• [Your objective]: From the records below, extract each line that contains the string "pants" and copy those lines unchanged. The match is case-sensitive.

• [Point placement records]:
____

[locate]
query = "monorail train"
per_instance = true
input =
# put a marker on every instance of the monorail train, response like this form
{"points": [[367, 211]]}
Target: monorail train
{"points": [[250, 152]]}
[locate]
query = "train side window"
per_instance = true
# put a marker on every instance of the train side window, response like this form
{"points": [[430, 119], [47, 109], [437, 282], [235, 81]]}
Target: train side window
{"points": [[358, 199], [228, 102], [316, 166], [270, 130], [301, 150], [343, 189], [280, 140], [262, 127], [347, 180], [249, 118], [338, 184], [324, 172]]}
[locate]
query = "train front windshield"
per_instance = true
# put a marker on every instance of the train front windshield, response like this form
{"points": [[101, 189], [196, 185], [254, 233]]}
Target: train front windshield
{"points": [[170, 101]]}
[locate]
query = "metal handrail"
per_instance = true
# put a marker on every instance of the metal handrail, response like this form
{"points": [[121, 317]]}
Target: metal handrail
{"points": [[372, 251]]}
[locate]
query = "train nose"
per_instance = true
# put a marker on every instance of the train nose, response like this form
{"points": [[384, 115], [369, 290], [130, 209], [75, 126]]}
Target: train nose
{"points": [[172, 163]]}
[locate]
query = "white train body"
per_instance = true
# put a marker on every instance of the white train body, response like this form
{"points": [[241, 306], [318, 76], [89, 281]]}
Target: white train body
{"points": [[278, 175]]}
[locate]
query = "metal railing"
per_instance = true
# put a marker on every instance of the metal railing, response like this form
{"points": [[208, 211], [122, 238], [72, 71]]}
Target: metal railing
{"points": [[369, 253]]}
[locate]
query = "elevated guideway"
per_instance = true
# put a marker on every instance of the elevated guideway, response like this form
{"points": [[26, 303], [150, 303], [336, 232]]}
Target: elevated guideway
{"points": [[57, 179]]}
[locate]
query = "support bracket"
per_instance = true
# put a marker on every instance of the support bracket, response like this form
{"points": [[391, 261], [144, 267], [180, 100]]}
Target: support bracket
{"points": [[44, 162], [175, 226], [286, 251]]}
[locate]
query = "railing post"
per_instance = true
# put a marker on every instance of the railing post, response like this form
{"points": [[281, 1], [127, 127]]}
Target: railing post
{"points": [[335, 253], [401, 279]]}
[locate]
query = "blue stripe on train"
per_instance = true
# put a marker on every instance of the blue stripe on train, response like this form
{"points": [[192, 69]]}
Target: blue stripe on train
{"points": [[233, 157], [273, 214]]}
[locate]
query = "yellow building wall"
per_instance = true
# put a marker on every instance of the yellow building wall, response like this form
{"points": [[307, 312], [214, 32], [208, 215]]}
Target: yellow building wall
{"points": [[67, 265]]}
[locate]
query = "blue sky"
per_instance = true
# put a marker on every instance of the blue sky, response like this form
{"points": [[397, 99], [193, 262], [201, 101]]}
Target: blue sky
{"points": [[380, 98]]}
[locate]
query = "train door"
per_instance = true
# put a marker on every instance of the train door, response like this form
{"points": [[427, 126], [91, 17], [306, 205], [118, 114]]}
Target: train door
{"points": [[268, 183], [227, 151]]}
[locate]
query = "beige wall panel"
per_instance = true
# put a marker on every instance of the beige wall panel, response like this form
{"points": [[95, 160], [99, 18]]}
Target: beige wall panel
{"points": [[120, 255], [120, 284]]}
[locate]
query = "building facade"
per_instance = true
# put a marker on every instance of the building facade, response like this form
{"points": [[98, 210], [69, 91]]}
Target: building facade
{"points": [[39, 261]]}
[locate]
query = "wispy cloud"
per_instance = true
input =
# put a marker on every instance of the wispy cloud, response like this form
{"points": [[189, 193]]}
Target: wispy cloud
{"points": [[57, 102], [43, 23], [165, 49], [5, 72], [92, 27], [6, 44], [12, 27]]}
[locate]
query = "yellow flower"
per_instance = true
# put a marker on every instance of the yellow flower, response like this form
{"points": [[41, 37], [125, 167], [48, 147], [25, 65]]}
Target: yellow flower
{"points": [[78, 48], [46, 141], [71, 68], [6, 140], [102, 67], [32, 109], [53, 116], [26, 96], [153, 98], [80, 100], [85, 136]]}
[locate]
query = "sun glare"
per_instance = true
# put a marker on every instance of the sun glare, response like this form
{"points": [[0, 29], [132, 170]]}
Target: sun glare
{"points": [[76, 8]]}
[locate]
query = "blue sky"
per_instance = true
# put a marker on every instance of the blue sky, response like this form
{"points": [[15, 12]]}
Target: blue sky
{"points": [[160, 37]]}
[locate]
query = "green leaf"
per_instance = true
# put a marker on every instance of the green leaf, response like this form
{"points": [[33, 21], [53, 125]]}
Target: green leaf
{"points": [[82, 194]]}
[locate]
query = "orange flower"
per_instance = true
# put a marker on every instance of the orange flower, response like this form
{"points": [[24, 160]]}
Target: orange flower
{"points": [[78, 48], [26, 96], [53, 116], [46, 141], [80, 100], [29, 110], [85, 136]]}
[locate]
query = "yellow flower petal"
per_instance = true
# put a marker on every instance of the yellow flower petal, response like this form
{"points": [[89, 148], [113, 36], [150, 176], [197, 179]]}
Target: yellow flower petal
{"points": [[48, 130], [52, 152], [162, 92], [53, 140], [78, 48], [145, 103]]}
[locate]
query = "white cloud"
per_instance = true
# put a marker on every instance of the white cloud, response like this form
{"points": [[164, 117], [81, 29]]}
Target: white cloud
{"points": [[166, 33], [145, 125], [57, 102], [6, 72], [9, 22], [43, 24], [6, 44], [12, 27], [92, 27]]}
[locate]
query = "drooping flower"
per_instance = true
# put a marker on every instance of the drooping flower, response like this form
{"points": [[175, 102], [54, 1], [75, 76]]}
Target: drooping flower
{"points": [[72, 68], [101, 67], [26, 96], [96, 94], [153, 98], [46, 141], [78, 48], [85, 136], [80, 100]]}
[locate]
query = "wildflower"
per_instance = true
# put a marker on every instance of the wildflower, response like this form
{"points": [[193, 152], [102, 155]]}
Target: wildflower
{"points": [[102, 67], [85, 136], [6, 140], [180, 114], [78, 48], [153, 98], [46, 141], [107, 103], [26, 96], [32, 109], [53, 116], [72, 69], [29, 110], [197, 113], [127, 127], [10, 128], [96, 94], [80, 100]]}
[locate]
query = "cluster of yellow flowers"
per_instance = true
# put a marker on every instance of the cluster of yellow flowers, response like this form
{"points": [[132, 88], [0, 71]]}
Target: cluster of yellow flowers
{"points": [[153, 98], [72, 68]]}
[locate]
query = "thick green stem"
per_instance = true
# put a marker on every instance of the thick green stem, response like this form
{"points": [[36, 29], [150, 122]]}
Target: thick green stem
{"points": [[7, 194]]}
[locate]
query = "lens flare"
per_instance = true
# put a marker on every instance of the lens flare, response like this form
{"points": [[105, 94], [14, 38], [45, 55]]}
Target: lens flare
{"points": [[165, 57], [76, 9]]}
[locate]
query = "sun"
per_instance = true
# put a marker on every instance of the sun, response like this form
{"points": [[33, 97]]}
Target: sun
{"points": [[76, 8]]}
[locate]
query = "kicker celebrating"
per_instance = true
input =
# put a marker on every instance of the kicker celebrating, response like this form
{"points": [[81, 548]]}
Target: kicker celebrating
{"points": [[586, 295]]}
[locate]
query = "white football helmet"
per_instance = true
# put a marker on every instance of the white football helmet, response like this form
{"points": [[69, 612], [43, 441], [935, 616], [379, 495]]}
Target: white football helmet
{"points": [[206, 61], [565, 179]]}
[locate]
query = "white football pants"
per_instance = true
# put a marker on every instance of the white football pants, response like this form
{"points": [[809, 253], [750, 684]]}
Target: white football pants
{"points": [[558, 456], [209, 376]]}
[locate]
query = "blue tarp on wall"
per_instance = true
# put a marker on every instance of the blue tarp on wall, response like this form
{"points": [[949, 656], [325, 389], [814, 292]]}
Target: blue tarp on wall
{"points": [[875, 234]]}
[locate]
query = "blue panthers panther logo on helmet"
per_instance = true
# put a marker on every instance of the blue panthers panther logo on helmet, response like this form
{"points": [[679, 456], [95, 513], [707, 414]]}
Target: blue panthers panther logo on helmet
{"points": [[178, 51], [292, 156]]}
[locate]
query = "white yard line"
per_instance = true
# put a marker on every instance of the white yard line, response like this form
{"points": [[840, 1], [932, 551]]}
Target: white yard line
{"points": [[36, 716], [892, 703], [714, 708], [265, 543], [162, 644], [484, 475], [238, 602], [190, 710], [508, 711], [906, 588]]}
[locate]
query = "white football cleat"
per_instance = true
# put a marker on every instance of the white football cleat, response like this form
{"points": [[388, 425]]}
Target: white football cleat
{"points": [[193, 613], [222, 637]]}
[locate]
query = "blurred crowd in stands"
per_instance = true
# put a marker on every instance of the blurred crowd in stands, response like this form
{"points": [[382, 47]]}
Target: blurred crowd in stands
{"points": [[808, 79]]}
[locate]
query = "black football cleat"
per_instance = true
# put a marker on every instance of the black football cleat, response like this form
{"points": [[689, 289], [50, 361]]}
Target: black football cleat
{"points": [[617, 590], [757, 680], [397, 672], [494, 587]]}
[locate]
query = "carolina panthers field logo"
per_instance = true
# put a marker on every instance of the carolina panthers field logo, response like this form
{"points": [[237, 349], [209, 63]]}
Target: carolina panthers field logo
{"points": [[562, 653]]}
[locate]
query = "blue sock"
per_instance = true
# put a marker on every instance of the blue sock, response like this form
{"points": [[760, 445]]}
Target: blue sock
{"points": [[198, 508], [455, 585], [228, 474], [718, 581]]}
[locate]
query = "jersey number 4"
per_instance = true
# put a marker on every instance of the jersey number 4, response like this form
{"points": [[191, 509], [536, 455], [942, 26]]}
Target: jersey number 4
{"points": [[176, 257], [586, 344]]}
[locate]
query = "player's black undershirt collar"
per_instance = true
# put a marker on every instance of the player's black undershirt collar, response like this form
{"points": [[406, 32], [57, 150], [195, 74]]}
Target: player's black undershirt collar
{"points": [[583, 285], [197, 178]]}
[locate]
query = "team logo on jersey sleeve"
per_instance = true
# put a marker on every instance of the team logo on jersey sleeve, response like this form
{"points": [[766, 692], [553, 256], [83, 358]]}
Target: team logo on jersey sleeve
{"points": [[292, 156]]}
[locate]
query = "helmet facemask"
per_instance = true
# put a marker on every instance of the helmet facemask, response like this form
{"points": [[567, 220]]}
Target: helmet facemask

____

• [Exercise result]:
query = "white football pants"
# put a marker on every instance of the white football pants, response like this form
Target: white football pants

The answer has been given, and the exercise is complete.